Treść zadania 1>
Przepisz dokładnie fragment tekstu o zimowym rozruchu samochodu na gazie, który zaczyna się od słów zawierających „Własnie dlatego w”, a kończy na „kręcić do bólu...”.

Tekst do czytania>
————

Własnie dlatego w uklad chłodzenie leje się czysty koncentrat który ma temp. zamarzania dużo niższą niż występuje w nas w klimacie... to pomaga przy rozruchu na gazie.... Jeśli masz umiejętności i wiesz że za jednym kręceniem rozrusznika Ci auto odpali i nie zgaśnie to spoxik... możesz odpalać nawet i przy -50 jeśli tylko zdołasz... warunek jak mówię, jedno kręcenie i pali bez mozliwości zgaśnięcia... bo jak zgaśnie to włąśnie pomiędzy membranami powstale lód i można se już kręcić do bólu...
PS Osoby który w centralne mają opcje Gaz-ZERO-Etylina są w dżo lepciejszej sytuacji podczas rozruchu w zimie niż take co mają AUTO-Gaz-Etylina...

————

Wyodrębniony materiał>
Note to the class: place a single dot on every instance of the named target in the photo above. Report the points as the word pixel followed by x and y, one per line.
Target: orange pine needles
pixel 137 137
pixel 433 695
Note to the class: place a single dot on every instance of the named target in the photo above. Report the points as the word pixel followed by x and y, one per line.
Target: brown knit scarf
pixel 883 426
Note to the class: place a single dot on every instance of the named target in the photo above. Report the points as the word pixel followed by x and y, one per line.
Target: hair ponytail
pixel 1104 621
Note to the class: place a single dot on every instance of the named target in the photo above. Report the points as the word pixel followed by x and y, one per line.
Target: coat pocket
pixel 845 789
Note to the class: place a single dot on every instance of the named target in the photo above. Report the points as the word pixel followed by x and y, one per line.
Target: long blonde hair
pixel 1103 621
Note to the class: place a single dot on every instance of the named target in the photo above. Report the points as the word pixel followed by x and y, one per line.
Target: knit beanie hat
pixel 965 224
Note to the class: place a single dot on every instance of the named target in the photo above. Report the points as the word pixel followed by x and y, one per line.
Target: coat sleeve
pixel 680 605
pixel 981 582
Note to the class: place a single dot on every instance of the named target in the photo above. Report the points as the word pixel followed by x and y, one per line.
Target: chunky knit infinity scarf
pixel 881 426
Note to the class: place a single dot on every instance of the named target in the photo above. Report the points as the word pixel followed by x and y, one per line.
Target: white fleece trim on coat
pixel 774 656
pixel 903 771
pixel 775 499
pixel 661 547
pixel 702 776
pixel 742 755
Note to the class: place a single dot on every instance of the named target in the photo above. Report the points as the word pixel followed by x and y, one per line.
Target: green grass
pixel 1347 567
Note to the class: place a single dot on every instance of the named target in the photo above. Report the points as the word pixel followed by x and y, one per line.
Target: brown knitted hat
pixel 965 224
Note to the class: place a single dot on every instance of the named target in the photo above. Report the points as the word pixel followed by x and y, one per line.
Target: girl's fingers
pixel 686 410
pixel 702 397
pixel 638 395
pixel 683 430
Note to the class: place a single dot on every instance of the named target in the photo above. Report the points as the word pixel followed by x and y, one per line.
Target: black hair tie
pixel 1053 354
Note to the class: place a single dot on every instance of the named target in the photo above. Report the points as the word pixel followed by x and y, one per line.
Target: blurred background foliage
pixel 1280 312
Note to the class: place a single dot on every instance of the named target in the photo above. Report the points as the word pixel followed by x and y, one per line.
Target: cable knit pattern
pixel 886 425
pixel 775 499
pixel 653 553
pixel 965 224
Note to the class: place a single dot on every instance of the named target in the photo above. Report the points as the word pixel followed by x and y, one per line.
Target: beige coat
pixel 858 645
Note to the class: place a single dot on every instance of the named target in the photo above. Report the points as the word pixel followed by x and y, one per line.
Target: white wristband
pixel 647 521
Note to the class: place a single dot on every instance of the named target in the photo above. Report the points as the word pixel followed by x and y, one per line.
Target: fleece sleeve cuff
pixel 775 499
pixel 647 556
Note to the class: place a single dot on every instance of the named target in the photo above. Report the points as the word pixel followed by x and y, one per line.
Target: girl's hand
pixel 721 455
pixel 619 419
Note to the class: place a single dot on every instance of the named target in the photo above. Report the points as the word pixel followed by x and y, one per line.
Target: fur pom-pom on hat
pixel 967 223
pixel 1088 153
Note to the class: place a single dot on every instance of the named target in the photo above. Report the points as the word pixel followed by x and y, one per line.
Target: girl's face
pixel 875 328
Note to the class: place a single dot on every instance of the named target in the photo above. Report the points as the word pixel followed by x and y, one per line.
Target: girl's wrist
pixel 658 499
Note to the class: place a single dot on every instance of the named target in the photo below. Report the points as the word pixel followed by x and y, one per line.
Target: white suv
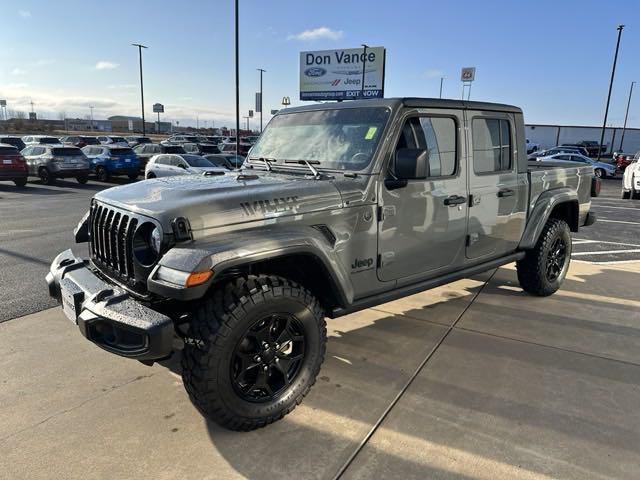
pixel 631 179
pixel 167 165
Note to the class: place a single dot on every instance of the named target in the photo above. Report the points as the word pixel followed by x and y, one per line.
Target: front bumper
pixel 107 315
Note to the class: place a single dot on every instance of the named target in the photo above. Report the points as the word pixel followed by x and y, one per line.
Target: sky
pixel 552 58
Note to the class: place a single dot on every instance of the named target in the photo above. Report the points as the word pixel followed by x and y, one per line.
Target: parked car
pixel 145 152
pixel 225 160
pixel 600 169
pixel 244 267
pixel 13 166
pixel 622 161
pixel 200 148
pixel 631 179
pixel 111 140
pixel 231 148
pixel 108 160
pixel 135 140
pixel 49 162
pixel 11 140
pixel 559 149
pixel 40 140
pixel 167 165
pixel 180 139
pixel 79 141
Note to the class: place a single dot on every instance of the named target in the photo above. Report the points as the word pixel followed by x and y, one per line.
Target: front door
pixel 422 224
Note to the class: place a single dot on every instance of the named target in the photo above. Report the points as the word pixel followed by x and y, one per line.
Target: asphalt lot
pixel 38 222
pixel 471 380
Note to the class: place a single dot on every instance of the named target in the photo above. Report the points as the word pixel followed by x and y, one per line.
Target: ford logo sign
pixel 315 72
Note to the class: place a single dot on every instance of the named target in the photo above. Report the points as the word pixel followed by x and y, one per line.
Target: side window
pixel 491 145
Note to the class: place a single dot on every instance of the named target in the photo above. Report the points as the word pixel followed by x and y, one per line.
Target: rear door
pixel 422 225
pixel 497 201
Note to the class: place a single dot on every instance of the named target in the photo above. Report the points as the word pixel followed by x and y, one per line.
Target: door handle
pixel 454 200
pixel 506 192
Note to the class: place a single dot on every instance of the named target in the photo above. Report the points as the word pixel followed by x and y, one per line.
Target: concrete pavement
pixel 521 387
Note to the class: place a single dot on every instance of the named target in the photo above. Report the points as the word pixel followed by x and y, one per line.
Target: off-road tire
pixel 102 175
pixel 532 269
pixel 45 176
pixel 216 327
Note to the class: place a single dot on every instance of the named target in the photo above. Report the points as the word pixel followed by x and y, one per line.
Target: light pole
pixel 140 47
pixel 613 73
pixel 626 115
pixel 237 81
pixel 364 65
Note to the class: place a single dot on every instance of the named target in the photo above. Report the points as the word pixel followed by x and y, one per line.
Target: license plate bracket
pixel 72 297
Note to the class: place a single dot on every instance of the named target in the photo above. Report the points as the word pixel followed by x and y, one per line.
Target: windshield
pixel 67 151
pixel 196 161
pixel 340 139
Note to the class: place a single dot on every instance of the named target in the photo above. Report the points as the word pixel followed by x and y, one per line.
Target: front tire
pixel 252 351
pixel 543 269
pixel 45 176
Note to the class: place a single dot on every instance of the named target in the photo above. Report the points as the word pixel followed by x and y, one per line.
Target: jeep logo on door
pixel 315 72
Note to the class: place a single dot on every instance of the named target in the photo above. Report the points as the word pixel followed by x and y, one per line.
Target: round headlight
pixel 156 240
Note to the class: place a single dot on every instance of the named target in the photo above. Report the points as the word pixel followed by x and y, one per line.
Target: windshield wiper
pixel 266 161
pixel 308 163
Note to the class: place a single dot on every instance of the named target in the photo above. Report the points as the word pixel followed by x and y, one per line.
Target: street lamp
pixel 261 72
pixel 626 115
pixel 364 64
pixel 613 73
pixel 140 47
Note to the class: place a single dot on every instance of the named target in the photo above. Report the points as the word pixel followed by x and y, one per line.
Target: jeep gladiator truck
pixel 339 207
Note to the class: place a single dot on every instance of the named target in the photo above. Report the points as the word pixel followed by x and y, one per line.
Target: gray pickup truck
pixel 339 207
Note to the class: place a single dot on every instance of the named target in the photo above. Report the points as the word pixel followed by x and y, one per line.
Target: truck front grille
pixel 111 243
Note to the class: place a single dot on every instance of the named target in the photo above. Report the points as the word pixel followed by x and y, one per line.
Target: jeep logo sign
pixel 337 74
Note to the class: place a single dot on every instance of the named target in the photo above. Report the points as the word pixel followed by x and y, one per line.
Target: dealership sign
pixel 337 74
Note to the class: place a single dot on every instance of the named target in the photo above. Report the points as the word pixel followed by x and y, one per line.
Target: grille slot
pixel 111 244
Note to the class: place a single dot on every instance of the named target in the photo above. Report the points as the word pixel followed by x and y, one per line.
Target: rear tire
pixel 102 174
pixel 543 269
pixel 229 373
pixel 45 176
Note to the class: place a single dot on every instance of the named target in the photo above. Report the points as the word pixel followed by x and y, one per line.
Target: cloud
pixel 320 33
pixel 433 73
pixel 104 65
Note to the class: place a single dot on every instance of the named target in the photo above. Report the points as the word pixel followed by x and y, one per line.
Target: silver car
pixel 600 169
pixel 49 162
pixel 168 165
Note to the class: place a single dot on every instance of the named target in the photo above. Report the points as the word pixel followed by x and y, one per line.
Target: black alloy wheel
pixel 268 358
pixel 556 259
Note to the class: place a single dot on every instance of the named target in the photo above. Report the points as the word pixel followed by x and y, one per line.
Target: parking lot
pixel 470 380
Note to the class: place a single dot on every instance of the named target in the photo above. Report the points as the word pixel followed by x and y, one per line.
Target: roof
pixel 411 102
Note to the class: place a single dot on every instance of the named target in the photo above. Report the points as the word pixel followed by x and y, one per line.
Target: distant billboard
pixel 337 74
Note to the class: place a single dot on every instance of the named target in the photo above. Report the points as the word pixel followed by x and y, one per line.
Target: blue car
pixel 107 161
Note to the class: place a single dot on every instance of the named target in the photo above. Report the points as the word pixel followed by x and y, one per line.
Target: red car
pixel 13 166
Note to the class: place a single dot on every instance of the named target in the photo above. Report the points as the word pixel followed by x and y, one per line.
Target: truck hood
pixel 210 202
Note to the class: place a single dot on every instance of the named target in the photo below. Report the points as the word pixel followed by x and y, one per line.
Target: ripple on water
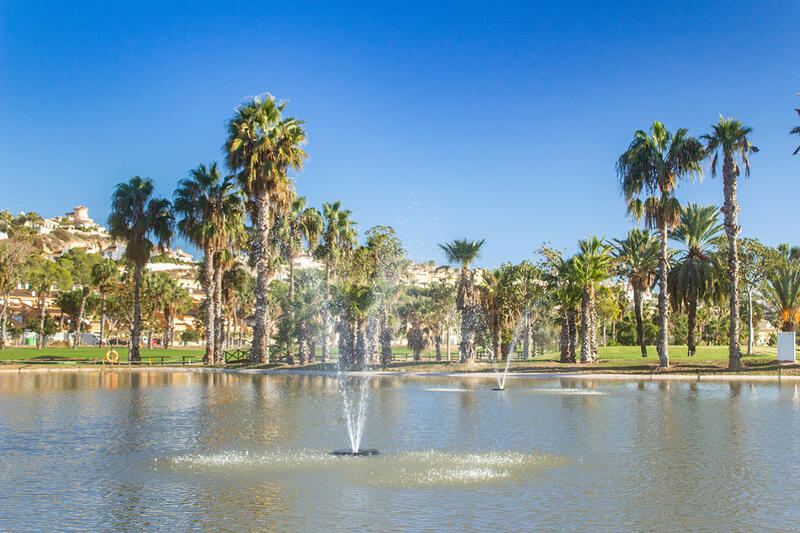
pixel 405 469
pixel 574 392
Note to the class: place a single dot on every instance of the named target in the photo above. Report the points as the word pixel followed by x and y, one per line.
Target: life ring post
pixel 112 356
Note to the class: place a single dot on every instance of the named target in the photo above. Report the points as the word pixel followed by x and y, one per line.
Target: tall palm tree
pixel 43 276
pixel 262 146
pixel 783 291
pixel 649 172
pixel 135 217
pixel 796 131
pixel 730 137
pixel 463 253
pixel 338 239
pixel 211 211
pixel 637 259
pixel 416 314
pixel 591 266
pixel 692 278
pixel 105 277
pixel 14 257
pixel 303 226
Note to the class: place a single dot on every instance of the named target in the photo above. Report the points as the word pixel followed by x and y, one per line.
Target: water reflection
pixel 132 451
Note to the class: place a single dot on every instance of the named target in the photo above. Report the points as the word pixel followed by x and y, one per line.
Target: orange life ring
pixel 112 356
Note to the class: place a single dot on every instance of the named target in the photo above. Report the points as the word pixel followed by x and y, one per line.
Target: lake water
pixel 178 451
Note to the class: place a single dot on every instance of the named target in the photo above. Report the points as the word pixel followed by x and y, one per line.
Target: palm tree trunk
pixel 208 285
pixel 84 294
pixel 586 343
pixel 361 343
pixel 731 210
pixel 301 348
pixel 326 313
pixel 386 337
pixel 218 315
pixel 663 324
pixel 692 323
pixel 749 321
pixel 165 339
pixel 136 327
pixel 564 339
pixel 592 324
pixel 102 319
pixel 3 321
pixel 260 350
pixel 40 343
pixel 291 279
pixel 468 319
pixel 526 338
pixel 637 311
pixel 447 339
pixel 497 349
pixel 573 335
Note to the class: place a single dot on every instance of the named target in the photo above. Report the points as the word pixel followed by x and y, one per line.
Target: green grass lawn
pixel 63 354
pixel 709 359
pixel 708 353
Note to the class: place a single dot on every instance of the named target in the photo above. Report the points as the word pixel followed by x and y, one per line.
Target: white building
pixel 115 251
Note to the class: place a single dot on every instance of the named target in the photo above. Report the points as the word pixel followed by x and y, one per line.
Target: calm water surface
pixel 177 451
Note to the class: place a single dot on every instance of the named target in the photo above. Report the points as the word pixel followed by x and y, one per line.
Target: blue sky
pixel 444 120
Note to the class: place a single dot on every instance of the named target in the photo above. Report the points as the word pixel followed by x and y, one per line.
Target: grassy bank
pixel 612 359
pixel 91 353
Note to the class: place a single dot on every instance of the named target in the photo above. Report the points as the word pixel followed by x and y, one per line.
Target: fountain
pixel 501 377
pixel 355 391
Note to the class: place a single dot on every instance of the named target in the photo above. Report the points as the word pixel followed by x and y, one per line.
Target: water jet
pixel 359 453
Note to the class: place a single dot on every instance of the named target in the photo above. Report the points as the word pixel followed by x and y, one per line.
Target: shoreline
pixel 609 376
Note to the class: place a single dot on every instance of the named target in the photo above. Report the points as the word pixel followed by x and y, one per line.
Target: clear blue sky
pixel 445 121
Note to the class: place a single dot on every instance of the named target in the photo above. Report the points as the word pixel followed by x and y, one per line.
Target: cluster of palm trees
pixel 360 298
pixel 650 171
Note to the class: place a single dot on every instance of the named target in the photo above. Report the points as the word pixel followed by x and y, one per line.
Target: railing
pixel 238 356
pixel 159 360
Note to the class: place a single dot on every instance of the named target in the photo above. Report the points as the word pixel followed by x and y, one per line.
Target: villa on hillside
pixel 77 219
pixel 115 251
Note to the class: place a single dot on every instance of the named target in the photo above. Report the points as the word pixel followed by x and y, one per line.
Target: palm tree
pixel 136 216
pixel 338 239
pixel 443 302
pixel 731 138
pixel 303 225
pixel 105 276
pixel 14 257
pixel 262 145
pixel 637 259
pixel 416 313
pixel 784 293
pixel 649 172
pixel 796 131
pixel 80 264
pixel 463 253
pixel 173 299
pixel 211 210
pixel 43 276
pixel 590 267
pixel 692 277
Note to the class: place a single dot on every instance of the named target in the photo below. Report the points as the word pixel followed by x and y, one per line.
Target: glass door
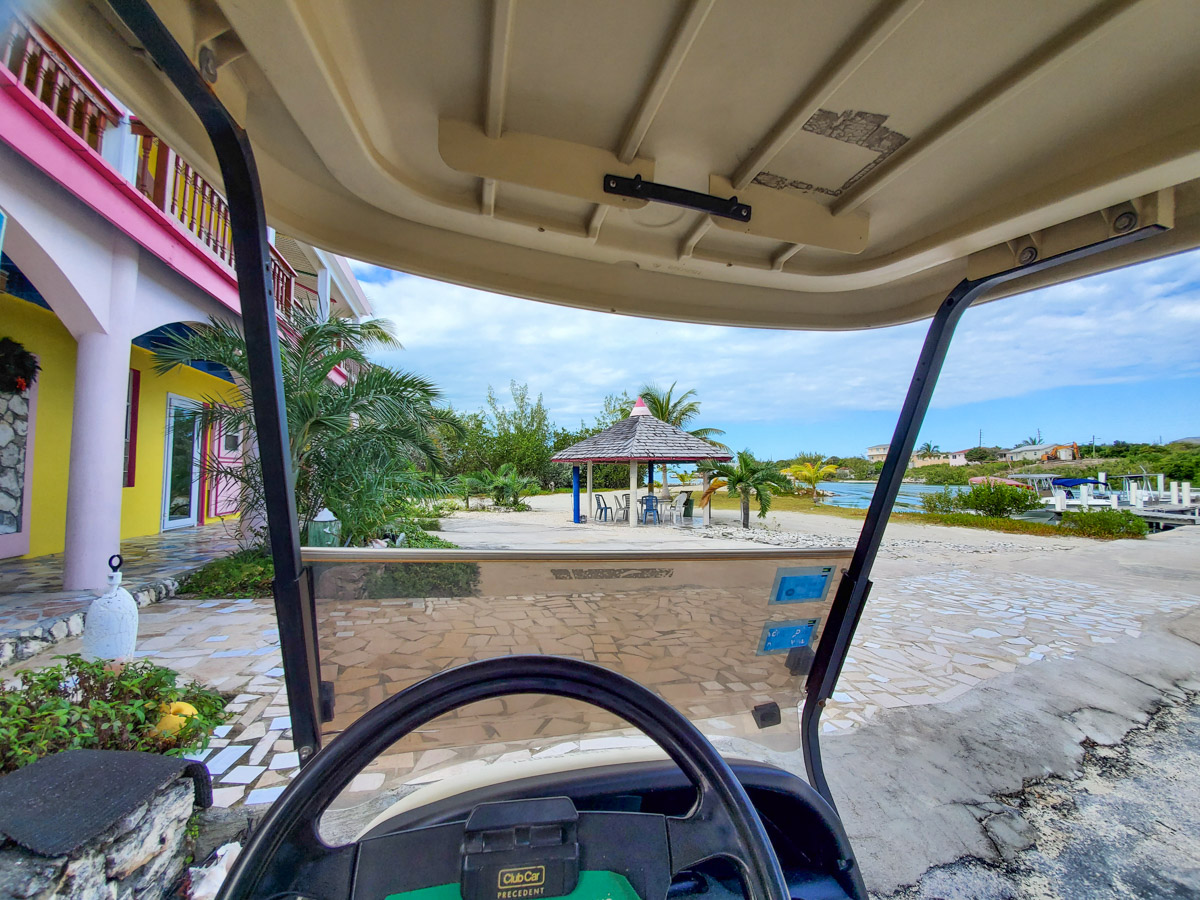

————

Treść zadania 2>
Zmień w spisie wiersze od jego początku do wiersza zawierającego „pixel 433 695” włącznie, zastępując „pine needles” przez „spruce needles” i pozostawiając resztę bez zmian. Podaj tylko te wiersze.

Rozwiązanie 1>
Własnie dlatego w uklad chłodzenie leje się czysty koncentrat który ma temp. zamarzania dużo niższą niż występuje w nas w klimacie... to pomaga przy rozruchu na gazie.... Jeśli masz umiejętności i wiesz że za jednym kręceniem rozrusznika Ci auto odpali i nie zgaśnie to spoxik... możesz odpalać nawet i przy -50 jeśli tylko zdołasz... warunek jak mówię, jedno kręcenie i pali bez mozliwości zgaśnięcia... bo jak zgaśnie to włąśnie pomiędzy membranami powstale lód i można se już kręcić do bólu...

Rozwiązanie 2>
Note to the class: place a single dot on every instance of the named target in the photo above. Report the points as the word pixel followed by x and y, one per line.
Target: orange spruce needles
pixel 137 137
pixel 433 695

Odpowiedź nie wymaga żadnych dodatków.